Items from a data source
+ + +
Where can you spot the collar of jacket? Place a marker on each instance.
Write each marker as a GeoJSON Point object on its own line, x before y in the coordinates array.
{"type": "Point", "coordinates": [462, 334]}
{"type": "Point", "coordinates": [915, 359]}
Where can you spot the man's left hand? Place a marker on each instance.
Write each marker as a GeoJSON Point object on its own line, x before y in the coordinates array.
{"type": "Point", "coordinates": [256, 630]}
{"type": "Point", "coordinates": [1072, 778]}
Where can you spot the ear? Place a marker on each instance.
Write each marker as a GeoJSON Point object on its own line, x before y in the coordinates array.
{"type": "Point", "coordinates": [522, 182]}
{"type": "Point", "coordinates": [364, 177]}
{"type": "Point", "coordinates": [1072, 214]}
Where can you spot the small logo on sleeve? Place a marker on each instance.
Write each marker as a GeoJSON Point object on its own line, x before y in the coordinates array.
+ + +
## CHALLENGE
Quote exactly the line containing "Where can you spot the ear?" and every later line through the end of the listing, and no other lines.

## EXERCISE ANSWER
Where can you spot the ear? Place a marker on each instance.
Write each marker as a GeoJSON Point object on its own line, x before y in the coordinates array.
{"type": "Point", "coordinates": [522, 182]}
{"type": "Point", "coordinates": [364, 177]}
{"type": "Point", "coordinates": [1072, 214]}
Where can you spot the small logo on sleeve? Place a marker on each instance.
Write each marker as a GeoJSON Point object on its own line, x before y in the coordinates array.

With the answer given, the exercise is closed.